═════ Page excerpt

Older blog entries for graydon (starting at number 70)

28 Oct 2000 (updated 28 Oct 2000 at 04:22 UTC) »
hands off my car. vroom, vroom!

lilo: whether arabs and indians produce more people is irrelevant to my issue with zaitcev's retort, which is why I paraphrased. I'm questioning his reasoning, which is that the underdeveloped countries' production of more people compensates for a north american choosing not to reproduce. this derives from fatalism at best, random assignment of causality at worst. one could just as well say that even if they have 10 babies, I can "compensate" by not having one of my own (since north americans consume so much more per capita). the concept of compensation is not actually present; neither of us causes the other to reproduce or not. the conviction that one should reproduce less (or consume less) stands completely aside from matters of who else is doing what else simultaneously, and nobody gets anything accomplished if they focus on the things "everyone else is doing".

furthermore, you suggest that I would have people serve the concerns of society, rather than the society serve the concerns of people, as though this is an all-or-nothing situation. what then are laws? do they serve us, or do we serve them? could it be... both? could it be that they represent decisions which do concern us, but which can only be instituted at a social, systemic level?

oh wait.. "public policy is going to have to give way to the preferences of the public"... that is hard-core creepy. are you actually enough of a free-market cheerleader that you'd do away with public policy? scrap painstakingly agreed-upon law, human rights, safety and standards and just abandon the process of public discourse? have you given this much thought? it has pretty serious implications.

══════════

*Instructions*:
A: In the blog entry, whose retort does the writer say they have an issue with?
B: List every question the writer asks in the blog entry's paragraph that begins with "furthermore".
C: Carry the blog entry on past its final sentence, keeping the writer's lower-case style and argumentative tone.

═════ Material shown

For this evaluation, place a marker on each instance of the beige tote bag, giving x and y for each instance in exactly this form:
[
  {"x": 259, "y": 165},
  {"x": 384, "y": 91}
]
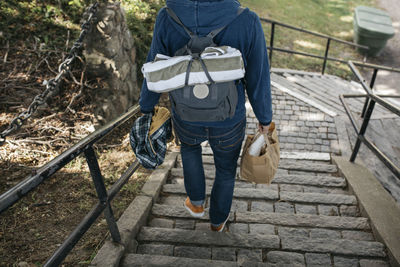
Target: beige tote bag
[{"x": 261, "y": 169}]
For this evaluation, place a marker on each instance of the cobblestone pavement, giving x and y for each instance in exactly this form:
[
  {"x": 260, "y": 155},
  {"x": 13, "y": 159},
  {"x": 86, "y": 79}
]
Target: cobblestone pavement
[{"x": 306, "y": 217}]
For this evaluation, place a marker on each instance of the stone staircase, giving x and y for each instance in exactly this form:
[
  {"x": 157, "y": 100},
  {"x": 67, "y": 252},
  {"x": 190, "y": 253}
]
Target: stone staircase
[{"x": 306, "y": 217}]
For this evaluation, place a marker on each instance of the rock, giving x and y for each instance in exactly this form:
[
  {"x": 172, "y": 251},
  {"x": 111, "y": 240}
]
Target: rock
[{"x": 110, "y": 54}]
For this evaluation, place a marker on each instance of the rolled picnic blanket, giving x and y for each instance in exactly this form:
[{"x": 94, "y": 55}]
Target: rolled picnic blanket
[{"x": 164, "y": 74}]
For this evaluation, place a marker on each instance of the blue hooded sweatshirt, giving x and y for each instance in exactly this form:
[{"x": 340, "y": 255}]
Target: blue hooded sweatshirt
[{"x": 243, "y": 32}]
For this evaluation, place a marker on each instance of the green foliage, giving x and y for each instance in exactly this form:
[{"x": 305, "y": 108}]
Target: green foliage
[
  {"x": 141, "y": 16},
  {"x": 330, "y": 17},
  {"x": 47, "y": 21}
]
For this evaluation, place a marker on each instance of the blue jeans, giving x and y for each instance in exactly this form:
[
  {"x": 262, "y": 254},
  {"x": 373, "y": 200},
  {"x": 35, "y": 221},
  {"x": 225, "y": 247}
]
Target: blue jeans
[{"x": 225, "y": 144}]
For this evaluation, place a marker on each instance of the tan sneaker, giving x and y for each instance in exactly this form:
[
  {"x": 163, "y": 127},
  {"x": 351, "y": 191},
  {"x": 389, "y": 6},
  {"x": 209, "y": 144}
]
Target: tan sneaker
[
  {"x": 195, "y": 211},
  {"x": 219, "y": 228}
]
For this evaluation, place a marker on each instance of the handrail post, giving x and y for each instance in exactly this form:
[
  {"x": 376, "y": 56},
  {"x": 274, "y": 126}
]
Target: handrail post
[
  {"x": 102, "y": 193},
  {"x": 362, "y": 130},
  {"x": 371, "y": 85},
  {"x": 271, "y": 43},
  {"x": 326, "y": 55}
]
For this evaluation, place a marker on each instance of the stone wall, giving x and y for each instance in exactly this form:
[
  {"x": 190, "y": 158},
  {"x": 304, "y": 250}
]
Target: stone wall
[{"x": 110, "y": 55}]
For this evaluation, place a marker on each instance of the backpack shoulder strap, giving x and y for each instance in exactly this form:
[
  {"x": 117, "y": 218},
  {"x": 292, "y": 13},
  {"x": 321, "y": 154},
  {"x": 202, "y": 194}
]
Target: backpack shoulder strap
[
  {"x": 214, "y": 33},
  {"x": 177, "y": 20}
]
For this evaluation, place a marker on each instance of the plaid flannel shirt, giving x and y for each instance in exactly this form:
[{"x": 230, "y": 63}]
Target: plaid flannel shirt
[{"x": 150, "y": 150}]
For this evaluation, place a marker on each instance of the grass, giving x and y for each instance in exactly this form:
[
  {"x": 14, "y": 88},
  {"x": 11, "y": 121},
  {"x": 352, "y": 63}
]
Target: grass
[{"x": 330, "y": 17}]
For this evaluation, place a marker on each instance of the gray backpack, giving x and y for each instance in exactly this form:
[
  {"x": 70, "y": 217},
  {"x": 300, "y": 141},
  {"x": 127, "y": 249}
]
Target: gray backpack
[{"x": 203, "y": 102}]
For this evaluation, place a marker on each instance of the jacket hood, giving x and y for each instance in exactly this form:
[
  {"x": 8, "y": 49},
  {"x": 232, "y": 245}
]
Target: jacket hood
[{"x": 202, "y": 16}]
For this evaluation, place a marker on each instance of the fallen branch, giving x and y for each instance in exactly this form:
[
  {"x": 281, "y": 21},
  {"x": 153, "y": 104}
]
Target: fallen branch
[{"x": 6, "y": 54}]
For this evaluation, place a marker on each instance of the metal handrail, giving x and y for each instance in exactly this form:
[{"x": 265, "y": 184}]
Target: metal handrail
[
  {"x": 371, "y": 100},
  {"x": 84, "y": 146},
  {"x": 325, "y": 58}
]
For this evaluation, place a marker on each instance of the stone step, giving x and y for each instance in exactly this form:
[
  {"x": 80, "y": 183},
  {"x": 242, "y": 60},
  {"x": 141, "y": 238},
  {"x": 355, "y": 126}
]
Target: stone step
[
  {"x": 253, "y": 193},
  {"x": 207, "y": 238},
  {"x": 335, "y": 246},
  {"x": 284, "y": 164},
  {"x": 269, "y": 194},
  {"x": 291, "y": 186},
  {"x": 284, "y": 155},
  {"x": 131, "y": 260},
  {"x": 326, "y": 181},
  {"x": 298, "y": 92},
  {"x": 315, "y": 90},
  {"x": 281, "y": 219}
]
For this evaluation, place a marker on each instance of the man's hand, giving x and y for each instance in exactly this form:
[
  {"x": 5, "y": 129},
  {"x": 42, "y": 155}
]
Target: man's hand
[{"x": 263, "y": 128}]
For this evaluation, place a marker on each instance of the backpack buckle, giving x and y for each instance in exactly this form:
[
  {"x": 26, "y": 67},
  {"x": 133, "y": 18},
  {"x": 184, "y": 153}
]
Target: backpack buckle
[{"x": 201, "y": 91}]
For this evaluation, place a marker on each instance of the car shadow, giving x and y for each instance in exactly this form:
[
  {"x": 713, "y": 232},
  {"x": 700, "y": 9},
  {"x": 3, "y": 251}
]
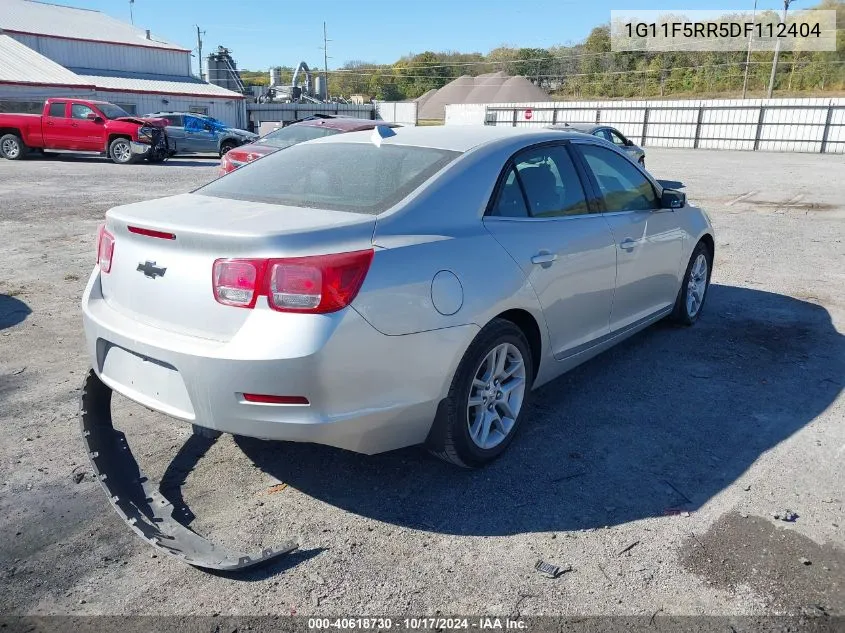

══════════

*Results of the tasks*:
A: Zaitcev's retort.

B:
- what then are laws?
- do they serve us, or do we serve them?
- could it be... both?
- could it be that they represent decisions which do concern us, but which can only be instituted at a social, systemic level?

C:
lastly, associating ecological claims with the second coming of christ and the belief in chain mail is just bad science. chain mail and the messiah are falsifiable; species extinction rates and habitat encroachment are not. try it. try finding a living monk seal or laughing owl or atlantic walrus or prairie grizzly bear. you won't.

27 Oct 2000 (updated 27 Oct 2000 at 18:43 UTC) »
zaitcev:

if I do good thing, bad people compensate. therefore bad state is inevitable. therefore I should do bad thing.

hmm.. and I foolishly thought california has power shortages because individual californians use too much power. I apologize for dragging ivory-tower things like numbers and causality into the equation. please return to blaming your problems on arabs and indians.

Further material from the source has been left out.